▶ **INSTRUCTIONS TO FOLLOW**: All lines from the one including "for every instance of the tree" to the bottom of the entries below should be repeated exactly, both ends kept.

Segment Start: AVAILABLE RECORDS

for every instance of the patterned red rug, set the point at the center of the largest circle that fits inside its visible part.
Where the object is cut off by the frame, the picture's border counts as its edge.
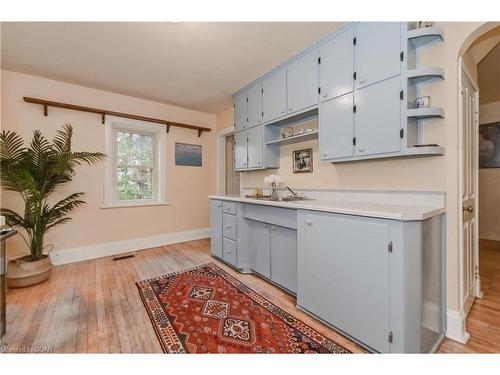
(206, 310)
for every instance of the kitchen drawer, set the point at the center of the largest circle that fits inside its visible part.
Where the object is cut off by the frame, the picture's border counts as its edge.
(284, 217)
(229, 251)
(229, 208)
(229, 226)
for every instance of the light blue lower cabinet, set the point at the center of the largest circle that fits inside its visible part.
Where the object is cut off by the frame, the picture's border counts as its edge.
(378, 281)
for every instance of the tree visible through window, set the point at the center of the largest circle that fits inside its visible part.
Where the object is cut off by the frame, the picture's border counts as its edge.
(134, 165)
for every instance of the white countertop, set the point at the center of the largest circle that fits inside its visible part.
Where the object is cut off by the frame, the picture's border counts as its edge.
(385, 211)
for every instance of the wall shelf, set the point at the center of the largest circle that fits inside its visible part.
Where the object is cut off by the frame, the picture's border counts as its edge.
(425, 113)
(424, 74)
(425, 35)
(425, 151)
(294, 139)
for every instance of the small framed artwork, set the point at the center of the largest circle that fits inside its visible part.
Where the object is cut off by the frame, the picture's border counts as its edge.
(188, 155)
(302, 161)
(423, 102)
(489, 145)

Segment End: AVAILABLE RECORDS

▶ **OUTPUT OF THE TASK**:
for every instance of the tree visible through window, set the point at the center of the largest circle that fits inside its visible part.
Where the object is cut off by the frame, the picture's border counts as its edge.
(134, 165)
for every instance of the white countertop, set the point at the center of the largest circle that fits inside its visible part.
Where the object is cut off by the frame, the picture's border counts as its edge.
(385, 211)
for every instance of the wall shelf, set the point at the center of the largest circle that fits inside its visible part.
Where the object is cut off by the frame, the picture's border counts as its edge.
(425, 113)
(424, 74)
(425, 35)
(425, 151)
(294, 139)
for every instance of the small framed artwork, set the point at the center of the largest circle that fits inside its visible part.
Where the object is cut off by the frame, the picture's border counts as its edge.
(188, 155)
(302, 161)
(423, 102)
(489, 145)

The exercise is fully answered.